__EXERCISE INPUT__

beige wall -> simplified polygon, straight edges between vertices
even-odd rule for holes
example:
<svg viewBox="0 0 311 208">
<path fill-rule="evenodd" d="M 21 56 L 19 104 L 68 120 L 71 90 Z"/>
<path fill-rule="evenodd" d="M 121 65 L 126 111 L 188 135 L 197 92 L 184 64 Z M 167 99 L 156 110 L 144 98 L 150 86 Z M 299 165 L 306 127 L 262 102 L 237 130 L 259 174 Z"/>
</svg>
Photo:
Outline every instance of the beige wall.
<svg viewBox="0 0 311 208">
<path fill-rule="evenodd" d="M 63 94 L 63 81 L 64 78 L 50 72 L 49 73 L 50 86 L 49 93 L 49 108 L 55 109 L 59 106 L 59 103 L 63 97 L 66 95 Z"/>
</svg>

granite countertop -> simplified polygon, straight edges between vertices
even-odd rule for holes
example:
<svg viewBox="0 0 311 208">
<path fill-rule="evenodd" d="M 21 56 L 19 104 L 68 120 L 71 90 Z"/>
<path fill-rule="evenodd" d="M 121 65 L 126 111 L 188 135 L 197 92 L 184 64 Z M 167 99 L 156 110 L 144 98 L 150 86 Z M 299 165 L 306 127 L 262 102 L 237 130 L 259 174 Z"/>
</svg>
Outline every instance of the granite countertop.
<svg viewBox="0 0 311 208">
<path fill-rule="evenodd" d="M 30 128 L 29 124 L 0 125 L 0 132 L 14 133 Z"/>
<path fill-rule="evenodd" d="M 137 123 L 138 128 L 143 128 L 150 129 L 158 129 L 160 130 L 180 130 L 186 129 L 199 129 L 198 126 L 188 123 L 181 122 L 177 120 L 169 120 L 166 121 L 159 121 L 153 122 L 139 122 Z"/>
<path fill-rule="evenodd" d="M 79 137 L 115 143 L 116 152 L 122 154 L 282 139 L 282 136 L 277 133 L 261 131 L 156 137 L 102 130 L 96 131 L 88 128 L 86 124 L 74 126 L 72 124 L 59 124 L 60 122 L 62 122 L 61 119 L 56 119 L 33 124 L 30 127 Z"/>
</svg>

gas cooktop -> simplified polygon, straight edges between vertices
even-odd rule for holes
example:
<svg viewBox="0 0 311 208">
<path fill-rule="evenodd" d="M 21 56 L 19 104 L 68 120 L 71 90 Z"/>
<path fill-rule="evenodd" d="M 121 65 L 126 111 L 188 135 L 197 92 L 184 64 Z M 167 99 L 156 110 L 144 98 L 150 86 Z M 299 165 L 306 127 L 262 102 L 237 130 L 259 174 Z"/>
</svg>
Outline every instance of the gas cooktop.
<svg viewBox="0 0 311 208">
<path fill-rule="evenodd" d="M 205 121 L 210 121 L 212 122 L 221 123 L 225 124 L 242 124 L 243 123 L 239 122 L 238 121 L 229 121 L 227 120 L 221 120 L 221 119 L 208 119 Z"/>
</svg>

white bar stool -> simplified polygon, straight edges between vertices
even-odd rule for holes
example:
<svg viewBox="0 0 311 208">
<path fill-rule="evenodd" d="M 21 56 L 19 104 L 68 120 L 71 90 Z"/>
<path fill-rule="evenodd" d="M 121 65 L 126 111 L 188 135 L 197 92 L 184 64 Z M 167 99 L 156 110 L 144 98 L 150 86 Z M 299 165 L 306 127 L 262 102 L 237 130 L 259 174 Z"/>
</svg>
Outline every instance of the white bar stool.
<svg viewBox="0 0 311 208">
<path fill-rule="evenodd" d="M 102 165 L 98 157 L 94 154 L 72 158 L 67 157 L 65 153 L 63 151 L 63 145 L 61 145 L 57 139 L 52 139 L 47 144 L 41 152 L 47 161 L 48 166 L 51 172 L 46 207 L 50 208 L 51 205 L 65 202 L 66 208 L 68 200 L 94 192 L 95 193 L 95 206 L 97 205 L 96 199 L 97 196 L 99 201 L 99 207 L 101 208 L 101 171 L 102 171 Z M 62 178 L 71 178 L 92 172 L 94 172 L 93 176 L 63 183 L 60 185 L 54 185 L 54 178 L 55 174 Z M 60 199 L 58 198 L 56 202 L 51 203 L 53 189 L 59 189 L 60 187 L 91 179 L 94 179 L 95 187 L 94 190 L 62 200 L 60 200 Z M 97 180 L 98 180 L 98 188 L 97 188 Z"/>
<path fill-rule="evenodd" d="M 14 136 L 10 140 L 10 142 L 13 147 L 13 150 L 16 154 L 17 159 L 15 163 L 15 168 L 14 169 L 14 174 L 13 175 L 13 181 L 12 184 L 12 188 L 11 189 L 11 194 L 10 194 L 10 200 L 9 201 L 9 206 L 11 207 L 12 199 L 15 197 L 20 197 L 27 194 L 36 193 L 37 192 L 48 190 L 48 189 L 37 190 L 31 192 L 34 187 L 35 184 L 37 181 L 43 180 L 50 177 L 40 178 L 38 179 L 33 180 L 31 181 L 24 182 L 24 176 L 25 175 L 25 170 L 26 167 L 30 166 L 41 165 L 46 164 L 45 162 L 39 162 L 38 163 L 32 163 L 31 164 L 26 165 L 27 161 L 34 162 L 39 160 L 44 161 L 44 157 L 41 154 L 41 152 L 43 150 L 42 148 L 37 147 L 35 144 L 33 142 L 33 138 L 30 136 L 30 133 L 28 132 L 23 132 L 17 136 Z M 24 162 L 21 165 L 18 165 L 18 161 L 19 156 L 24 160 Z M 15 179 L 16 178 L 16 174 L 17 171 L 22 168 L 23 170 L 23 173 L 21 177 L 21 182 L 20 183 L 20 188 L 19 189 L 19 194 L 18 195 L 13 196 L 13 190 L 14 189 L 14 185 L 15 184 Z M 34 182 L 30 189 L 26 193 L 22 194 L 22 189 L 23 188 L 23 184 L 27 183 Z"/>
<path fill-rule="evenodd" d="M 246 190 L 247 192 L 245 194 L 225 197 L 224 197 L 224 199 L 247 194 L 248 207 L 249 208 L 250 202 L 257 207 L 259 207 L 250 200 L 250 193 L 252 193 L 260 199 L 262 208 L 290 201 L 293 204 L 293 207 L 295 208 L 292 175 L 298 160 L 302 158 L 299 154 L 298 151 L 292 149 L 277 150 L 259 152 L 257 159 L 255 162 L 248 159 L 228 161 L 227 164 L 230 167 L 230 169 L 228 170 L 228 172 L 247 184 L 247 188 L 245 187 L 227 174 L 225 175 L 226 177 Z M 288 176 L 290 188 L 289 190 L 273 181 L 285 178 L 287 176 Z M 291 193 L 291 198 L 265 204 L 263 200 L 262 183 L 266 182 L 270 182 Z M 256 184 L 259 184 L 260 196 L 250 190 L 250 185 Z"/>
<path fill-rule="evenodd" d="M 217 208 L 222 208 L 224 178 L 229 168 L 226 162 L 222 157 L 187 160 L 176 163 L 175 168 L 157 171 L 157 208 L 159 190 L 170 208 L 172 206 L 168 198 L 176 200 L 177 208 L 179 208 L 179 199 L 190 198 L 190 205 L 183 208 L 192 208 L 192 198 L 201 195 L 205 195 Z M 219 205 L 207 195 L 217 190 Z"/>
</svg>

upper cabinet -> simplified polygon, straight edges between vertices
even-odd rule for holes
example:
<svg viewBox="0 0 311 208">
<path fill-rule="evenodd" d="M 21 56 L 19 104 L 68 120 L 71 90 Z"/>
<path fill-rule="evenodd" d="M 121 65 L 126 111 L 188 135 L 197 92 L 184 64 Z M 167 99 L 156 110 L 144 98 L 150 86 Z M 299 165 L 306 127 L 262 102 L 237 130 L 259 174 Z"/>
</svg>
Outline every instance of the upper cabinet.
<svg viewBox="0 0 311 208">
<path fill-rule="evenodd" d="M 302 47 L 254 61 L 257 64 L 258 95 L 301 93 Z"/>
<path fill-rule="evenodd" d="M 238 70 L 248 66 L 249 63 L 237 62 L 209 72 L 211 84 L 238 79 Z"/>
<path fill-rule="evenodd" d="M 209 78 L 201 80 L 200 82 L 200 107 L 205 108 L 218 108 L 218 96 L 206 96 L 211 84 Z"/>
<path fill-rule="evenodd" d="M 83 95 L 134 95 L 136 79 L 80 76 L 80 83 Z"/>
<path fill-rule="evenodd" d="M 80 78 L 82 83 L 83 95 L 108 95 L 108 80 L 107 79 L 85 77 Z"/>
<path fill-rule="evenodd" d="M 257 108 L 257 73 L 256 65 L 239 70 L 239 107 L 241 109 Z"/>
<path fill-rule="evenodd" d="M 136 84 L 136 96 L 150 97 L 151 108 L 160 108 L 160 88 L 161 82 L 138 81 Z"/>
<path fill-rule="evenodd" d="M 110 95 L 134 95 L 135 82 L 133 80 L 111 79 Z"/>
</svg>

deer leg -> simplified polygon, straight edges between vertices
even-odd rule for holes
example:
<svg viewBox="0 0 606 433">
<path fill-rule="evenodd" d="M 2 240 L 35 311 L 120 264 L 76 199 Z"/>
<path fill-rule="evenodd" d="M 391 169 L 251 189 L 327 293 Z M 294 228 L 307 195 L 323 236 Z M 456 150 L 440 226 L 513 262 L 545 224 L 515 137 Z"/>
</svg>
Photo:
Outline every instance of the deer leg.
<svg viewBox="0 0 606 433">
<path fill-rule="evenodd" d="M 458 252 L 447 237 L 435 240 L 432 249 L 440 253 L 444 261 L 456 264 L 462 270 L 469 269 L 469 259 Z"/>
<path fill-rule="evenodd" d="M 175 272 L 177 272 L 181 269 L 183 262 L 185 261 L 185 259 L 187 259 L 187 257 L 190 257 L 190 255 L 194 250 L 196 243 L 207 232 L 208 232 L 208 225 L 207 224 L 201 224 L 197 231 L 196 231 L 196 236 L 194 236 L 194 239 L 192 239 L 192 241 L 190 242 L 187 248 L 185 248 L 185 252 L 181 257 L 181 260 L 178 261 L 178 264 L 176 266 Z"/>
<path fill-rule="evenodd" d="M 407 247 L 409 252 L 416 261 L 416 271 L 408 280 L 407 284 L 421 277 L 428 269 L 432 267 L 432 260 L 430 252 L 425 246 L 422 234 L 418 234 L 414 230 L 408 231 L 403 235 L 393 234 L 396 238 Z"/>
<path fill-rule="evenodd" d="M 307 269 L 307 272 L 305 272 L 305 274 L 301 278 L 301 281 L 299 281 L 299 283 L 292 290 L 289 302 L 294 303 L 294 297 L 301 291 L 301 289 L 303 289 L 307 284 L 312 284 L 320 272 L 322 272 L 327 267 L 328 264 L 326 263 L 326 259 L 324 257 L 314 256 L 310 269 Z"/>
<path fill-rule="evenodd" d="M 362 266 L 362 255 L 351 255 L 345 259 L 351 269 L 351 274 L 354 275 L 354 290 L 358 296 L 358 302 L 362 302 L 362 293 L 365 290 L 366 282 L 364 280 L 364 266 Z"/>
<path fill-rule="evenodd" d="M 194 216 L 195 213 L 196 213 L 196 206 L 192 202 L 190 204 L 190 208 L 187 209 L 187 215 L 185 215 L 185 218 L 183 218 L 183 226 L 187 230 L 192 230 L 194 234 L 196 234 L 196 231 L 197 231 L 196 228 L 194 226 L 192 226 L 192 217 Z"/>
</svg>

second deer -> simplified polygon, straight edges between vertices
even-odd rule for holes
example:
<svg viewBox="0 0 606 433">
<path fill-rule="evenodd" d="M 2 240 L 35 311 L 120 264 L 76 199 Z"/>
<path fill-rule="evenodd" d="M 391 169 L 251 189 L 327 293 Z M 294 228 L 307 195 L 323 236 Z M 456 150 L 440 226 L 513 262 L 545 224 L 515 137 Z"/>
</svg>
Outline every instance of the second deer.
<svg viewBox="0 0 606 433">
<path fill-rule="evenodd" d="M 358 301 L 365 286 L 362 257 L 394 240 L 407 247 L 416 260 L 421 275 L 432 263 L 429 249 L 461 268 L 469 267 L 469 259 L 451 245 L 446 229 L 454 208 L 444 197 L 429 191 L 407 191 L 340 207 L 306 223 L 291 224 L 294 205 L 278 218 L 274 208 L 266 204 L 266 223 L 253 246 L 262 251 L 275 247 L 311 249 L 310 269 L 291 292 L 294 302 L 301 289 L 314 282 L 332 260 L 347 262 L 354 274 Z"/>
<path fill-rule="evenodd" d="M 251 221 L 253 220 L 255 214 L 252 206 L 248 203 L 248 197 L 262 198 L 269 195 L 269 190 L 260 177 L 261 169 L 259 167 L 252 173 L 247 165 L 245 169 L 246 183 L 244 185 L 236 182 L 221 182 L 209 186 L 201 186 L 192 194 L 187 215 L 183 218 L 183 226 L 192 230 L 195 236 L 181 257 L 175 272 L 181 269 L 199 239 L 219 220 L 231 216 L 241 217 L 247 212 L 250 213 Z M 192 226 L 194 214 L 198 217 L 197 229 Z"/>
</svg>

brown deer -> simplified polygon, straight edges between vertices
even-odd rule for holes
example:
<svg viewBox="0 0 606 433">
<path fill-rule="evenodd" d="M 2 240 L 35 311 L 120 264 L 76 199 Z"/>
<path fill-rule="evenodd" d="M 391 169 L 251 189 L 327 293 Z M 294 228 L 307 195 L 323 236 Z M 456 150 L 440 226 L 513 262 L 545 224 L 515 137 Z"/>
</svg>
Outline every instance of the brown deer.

__REQUIRED WORK__
Give the lines of the data from the line containing "upper cabinet ->" through the line containing "302 47 L 254", inclusive, as a numbered list, leaving out any blank lines.

__OUTPUT FOR THIS EXERCISE__
1. upper cabinet -> simplified polygon, straight edges between vertices
2. even-odd rule for holes
3. example:
4. <svg viewBox="0 0 311 208">
5. <path fill-rule="evenodd" d="M 21 56 L 19 104 L 68 120 L 71 90 Z"/>
6. <path fill-rule="evenodd" d="M 121 65 L 126 111 L 188 135 L 197 92 L 184 64 Z M 167 99 L 156 110 L 144 98 L 150 86 Z M 299 165 L 306 127 L 262 102 L 237 130 L 259 174 Z"/>
7. </svg>
8. Outline every instance of the upper cabinet.
9. <svg viewBox="0 0 311 208">
10. <path fill-rule="evenodd" d="M 302 47 L 254 61 L 257 64 L 258 95 L 301 93 Z"/>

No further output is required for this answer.